• **PROBLEM**:
Please rewrite every line of the records below, substituting "Where do you see" for each "Where can you spot" and keeping everything else unchanged. Leave the pictures out of your answer.

[Dataset records on object pointing]
>>>

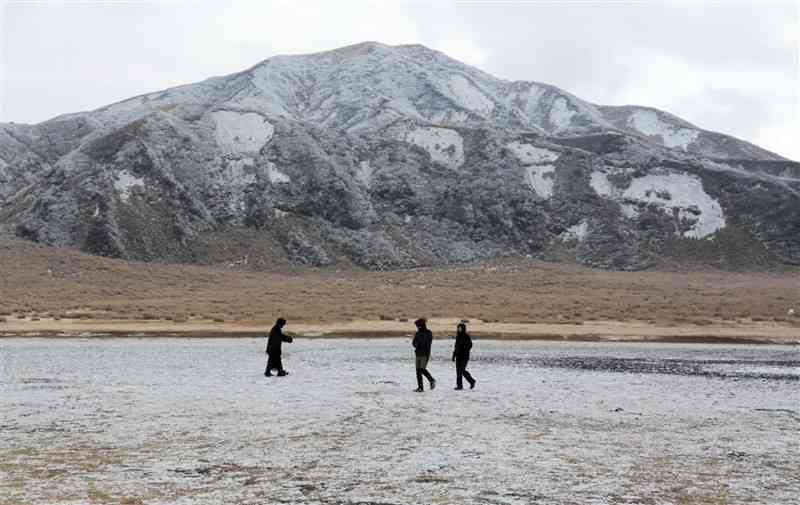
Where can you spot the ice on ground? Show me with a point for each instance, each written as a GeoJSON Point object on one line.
{"type": "Point", "coordinates": [469, 96]}
{"type": "Point", "coordinates": [160, 421]}
{"type": "Point", "coordinates": [681, 192]}
{"type": "Point", "coordinates": [275, 176]}
{"type": "Point", "coordinates": [125, 182]}
{"type": "Point", "coordinates": [648, 123]}
{"type": "Point", "coordinates": [241, 132]}
{"type": "Point", "coordinates": [560, 114]}
{"type": "Point", "coordinates": [576, 232]}
{"type": "Point", "coordinates": [541, 179]}
{"type": "Point", "coordinates": [444, 145]}
{"type": "Point", "coordinates": [530, 154]}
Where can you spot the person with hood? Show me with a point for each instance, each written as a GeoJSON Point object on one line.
{"type": "Point", "coordinates": [422, 342]}
{"type": "Point", "coordinates": [274, 341]}
{"type": "Point", "coordinates": [461, 357]}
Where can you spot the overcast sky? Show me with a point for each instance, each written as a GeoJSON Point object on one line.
{"type": "Point", "coordinates": [727, 66]}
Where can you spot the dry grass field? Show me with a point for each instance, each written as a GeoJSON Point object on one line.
{"type": "Point", "coordinates": [47, 284]}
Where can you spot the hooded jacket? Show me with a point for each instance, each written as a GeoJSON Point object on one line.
{"type": "Point", "coordinates": [276, 338]}
{"type": "Point", "coordinates": [422, 342]}
{"type": "Point", "coordinates": [463, 346]}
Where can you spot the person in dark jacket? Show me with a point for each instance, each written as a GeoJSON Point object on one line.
{"type": "Point", "coordinates": [461, 357]}
{"type": "Point", "coordinates": [274, 341]}
{"type": "Point", "coordinates": [422, 342]}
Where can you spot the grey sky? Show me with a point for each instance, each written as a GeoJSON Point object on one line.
{"type": "Point", "coordinates": [726, 66]}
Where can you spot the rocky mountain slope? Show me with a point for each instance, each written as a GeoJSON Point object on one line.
{"type": "Point", "coordinates": [386, 157]}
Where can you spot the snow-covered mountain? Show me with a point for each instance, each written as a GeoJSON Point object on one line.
{"type": "Point", "coordinates": [391, 156]}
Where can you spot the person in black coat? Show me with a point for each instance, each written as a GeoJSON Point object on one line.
{"type": "Point", "coordinates": [274, 341]}
{"type": "Point", "coordinates": [422, 342]}
{"type": "Point", "coordinates": [461, 356]}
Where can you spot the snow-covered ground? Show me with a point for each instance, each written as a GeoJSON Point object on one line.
{"type": "Point", "coordinates": [193, 421]}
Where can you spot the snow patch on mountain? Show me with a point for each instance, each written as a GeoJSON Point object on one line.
{"type": "Point", "coordinates": [529, 154]}
{"type": "Point", "coordinates": [242, 171]}
{"type": "Point", "coordinates": [681, 193]}
{"type": "Point", "coordinates": [275, 176]}
{"type": "Point", "coordinates": [239, 133]}
{"type": "Point", "coordinates": [648, 123]}
{"type": "Point", "coordinates": [364, 173]}
{"type": "Point", "coordinates": [560, 114]}
{"type": "Point", "coordinates": [444, 145]}
{"type": "Point", "coordinates": [576, 232]}
{"type": "Point", "coordinates": [124, 184]}
{"type": "Point", "coordinates": [600, 184]}
{"type": "Point", "coordinates": [541, 179]}
{"type": "Point", "coordinates": [468, 96]}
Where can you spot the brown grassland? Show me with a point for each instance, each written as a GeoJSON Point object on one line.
{"type": "Point", "coordinates": [59, 290]}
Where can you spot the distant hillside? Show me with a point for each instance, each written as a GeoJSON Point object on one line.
{"type": "Point", "coordinates": [392, 157]}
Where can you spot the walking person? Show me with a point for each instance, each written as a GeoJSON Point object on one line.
{"type": "Point", "coordinates": [422, 342]}
{"type": "Point", "coordinates": [276, 338]}
{"type": "Point", "coordinates": [461, 357]}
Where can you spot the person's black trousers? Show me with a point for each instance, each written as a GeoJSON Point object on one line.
{"type": "Point", "coordinates": [274, 363]}
{"type": "Point", "coordinates": [461, 372]}
{"type": "Point", "coordinates": [422, 364]}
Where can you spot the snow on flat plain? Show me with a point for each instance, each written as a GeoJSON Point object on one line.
{"type": "Point", "coordinates": [193, 421]}
{"type": "Point", "coordinates": [241, 133]}
{"type": "Point", "coordinates": [648, 123]}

<<<

• **COMPLETED EXERCISE**:
Where do you see the ice on ground? Show me with a point for each instance, each written as a GeoJSON Point object on one line.
{"type": "Point", "coordinates": [469, 96]}
{"type": "Point", "coordinates": [160, 421]}
{"type": "Point", "coordinates": [681, 192]}
{"type": "Point", "coordinates": [275, 176]}
{"type": "Point", "coordinates": [125, 182]}
{"type": "Point", "coordinates": [648, 123]}
{"type": "Point", "coordinates": [241, 132]}
{"type": "Point", "coordinates": [560, 114]}
{"type": "Point", "coordinates": [576, 232]}
{"type": "Point", "coordinates": [541, 179]}
{"type": "Point", "coordinates": [444, 145]}
{"type": "Point", "coordinates": [530, 154]}
Where do you see the person with hood? Show me with a point for each instance, each written as a GeoJSON Point object on one line.
{"type": "Point", "coordinates": [422, 342]}
{"type": "Point", "coordinates": [274, 341]}
{"type": "Point", "coordinates": [461, 357]}
Where do you see the overcast sky? Show me with a point for each instance, each written as a GeoJSON Point object on one line.
{"type": "Point", "coordinates": [727, 66]}
Where do you see the dry grass field? Show me with a point for each instance, each written as a GeoJSON Point object on one line.
{"type": "Point", "coordinates": [47, 284]}
Where do you see the hooded jacket? Show me with a point for each instance, each written as a GeoJSON Point object on one line.
{"type": "Point", "coordinates": [276, 338]}
{"type": "Point", "coordinates": [422, 342]}
{"type": "Point", "coordinates": [463, 346]}
Where do you see the person in dark jacket? Show me with a point for each instance, each written as a GeoJSON Point object on one line.
{"type": "Point", "coordinates": [461, 357]}
{"type": "Point", "coordinates": [274, 341]}
{"type": "Point", "coordinates": [422, 342]}
Where do you see the grey sky? Show me with a point for each instance, each written as a GeoJSON Point object on one line.
{"type": "Point", "coordinates": [726, 66]}
Where do you see the rocky mountain slope? Show me with a point for each instance, each written as a GeoJSON Point object on one line.
{"type": "Point", "coordinates": [386, 157]}
Where do you see the snow-covered mountain? Show me with a point for each instance, each written as a GeoJSON Point object on one line.
{"type": "Point", "coordinates": [391, 156]}
Where do you see the person in black coat? Show me with a point for each instance, each written as a GeoJSON Point object on one line.
{"type": "Point", "coordinates": [274, 341]}
{"type": "Point", "coordinates": [422, 342]}
{"type": "Point", "coordinates": [461, 356]}
Where do you see the snow-covered ground? Show me with a point for each instance, each written as a GeoJSON Point object on one line.
{"type": "Point", "coordinates": [193, 421]}
Where do you see the snow patch on mountain? Show me with a point for each instance, each written as a GeoJSON Point object on one line.
{"type": "Point", "coordinates": [529, 154]}
{"type": "Point", "coordinates": [242, 171]}
{"type": "Point", "coordinates": [681, 193]}
{"type": "Point", "coordinates": [275, 176]}
{"type": "Point", "coordinates": [239, 133]}
{"type": "Point", "coordinates": [648, 123]}
{"type": "Point", "coordinates": [364, 173]}
{"type": "Point", "coordinates": [560, 114]}
{"type": "Point", "coordinates": [444, 145]}
{"type": "Point", "coordinates": [576, 232]}
{"type": "Point", "coordinates": [124, 184]}
{"type": "Point", "coordinates": [600, 184]}
{"type": "Point", "coordinates": [541, 179]}
{"type": "Point", "coordinates": [468, 96]}
Where do you see the brown grassland? Show me with a point for each instance, each written as a GeoJSON Point object on one line.
{"type": "Point", "coordinates": [59, 290]}
Where do you see the distant hillside? Show me with a point for each instance, each written as a GeoJSON Point object on one line.
{"type": "Point", "coordinates": [392, 157]}
Where do you see the walking person? Show me with a point for each instance, each written as a GeoJSON Point object on one line.
{"type": "Point", "coordinates": [422, 342]}
{"type": "Point", "coordinates": [276, 338]}
{"type": "Point", "coordinates": [461, 357]}
Where do you see the person's black trousers? Show me with a point for each instance, each written as a GeoJSON Point object on one line.
{"type": "Point", "coordinates": [274, 363]}
{"type": "Point", "coordinates": [461, 372]}
{"type": "Point", "coordinates": [422, 364]}
Where do you see the snow on flat plain? Show me with a point for each instance, each written as a GeoJSON Point object on one line.
{"type": "Point", "coordinates": [193, 421]}
{"type": "Point", "coordinates": [241, 133]}
{"type": "Point", "coordinates": [648, 123]}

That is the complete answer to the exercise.